··· Brano estratto
Nella sua dottrina confluivano anche
elementi cinici e pitagorici. Egli
teorizzava non più la libertà nello
stato, ma la libertà dello stato, che
doveva garantire al sapiente le
condizioni per esercitare la propria
attività; tale opposizione politica al
principato guadagnò le simpatie di molti
intellettuali. Durante il principato di
Augusto l’epicureismo ebbe diffusione
soprattutto nel “circolo di Mecenate”.
Infatti, dopo l’esplosione di vitalità
dell’ultimo periodo della repubblica, il
cenacolo della Campania indebolì il suo
vigore dottrinale. Augusto non era
favorevole all’epicurei, dal momento che
era vivo in lui il ricordo
dell’assassini di Cesare. Inoltre
l’attacco alla religio, l’ideale
dell’aponia e del piacere, il pacifismo,
propugnati dagli epicurei, erano
profondamente contrari al mos maiorum
e mal si adattavano ai valori della
restaurazione augustea.
Ciò non significa che l’epicureismo fu
del tutto estirpato, perché
profondamente radicato, ma fu costretto
a restare anonimo, come testimonia il
fatto che Lucrezio, principale veicolo
per la conoscenza della dottrina
epicurea, continuava a essere letto, ma
il suo nome non era mai pronunciato.
Anche in età neroniana l’influenza
dell’epicureismo è presente in Lucilio,
in Sereno, in Petronio e in alcuni altri
partecipanti alla congiura di Pisone, ed
è difeso all’epoca di Traiano
dall’imperatrice Plotina.
······
··· Blocco di dati
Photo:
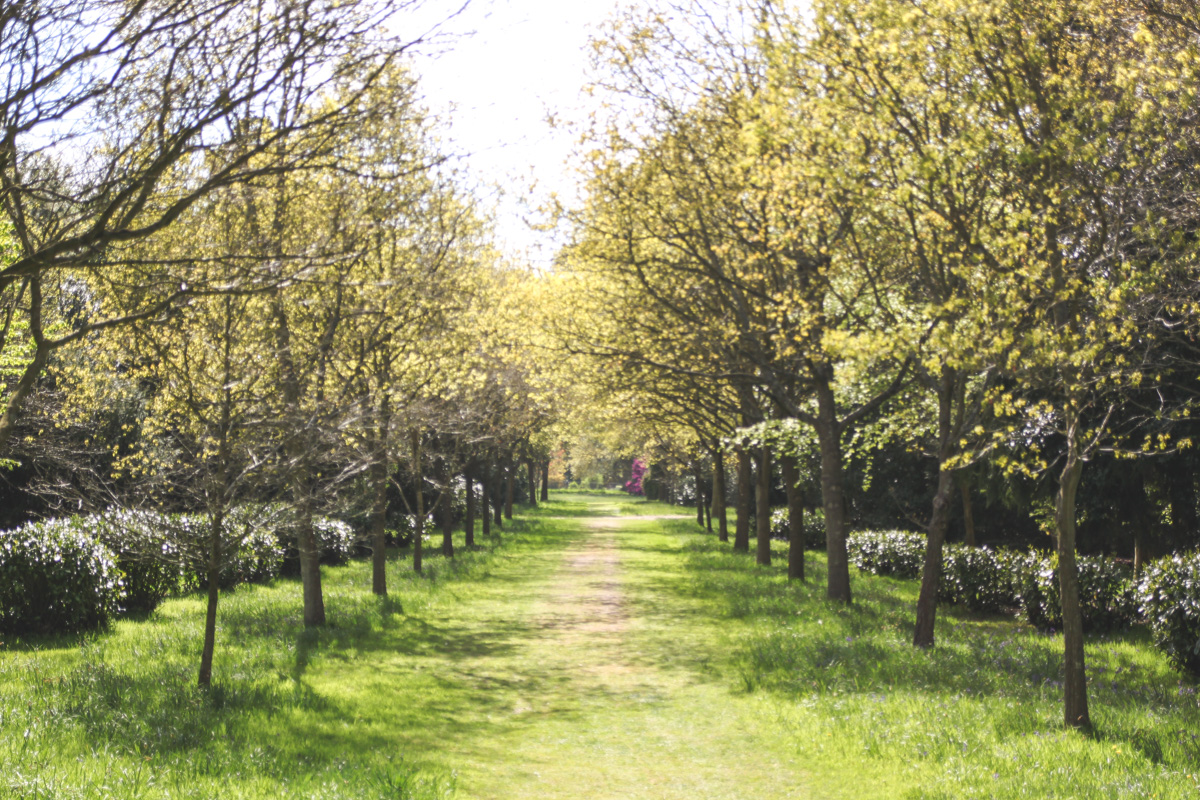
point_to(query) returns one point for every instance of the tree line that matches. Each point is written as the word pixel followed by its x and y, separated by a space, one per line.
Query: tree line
······
▸ **Cosa fare**
Secondo il brano sull'epicureismo, in quali persone è presente l'influenza epicurea in età neroniana? Riporta solo quelle chiamate per nome.

▸ **Risultato**
Lucilio, Sereno, Petronio